[START]

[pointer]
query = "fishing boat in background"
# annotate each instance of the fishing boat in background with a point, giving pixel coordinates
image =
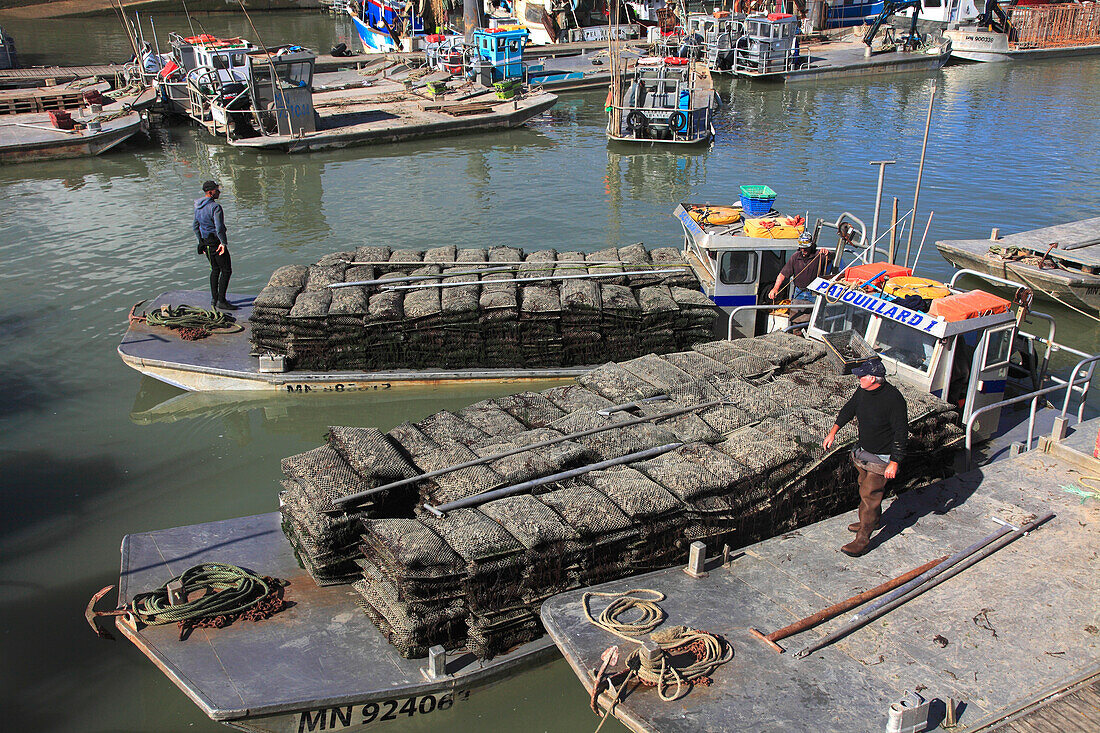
(662, 100)
(386, 25)
(1060, 263)
(563, 21)
(271, 98)
(1019, 32)
(77, 119)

[END]

* Objective
Write out every line of the records again, including the requests, but leave out the picture. Multiply each pixel coordinate in the answers by 1.65 and round it to the nearest whole number, with halves rounded up.

* Result for this task
[pointer]
query = "fishing boat in background"
# annotate each instance of the fishing boat in background with a point, giving pixel coordinates
image =
(1092, 165)
(637, 41)
(1749, 434)
(929, 35)
(447, 162)
(1681, 53)
(127, 196)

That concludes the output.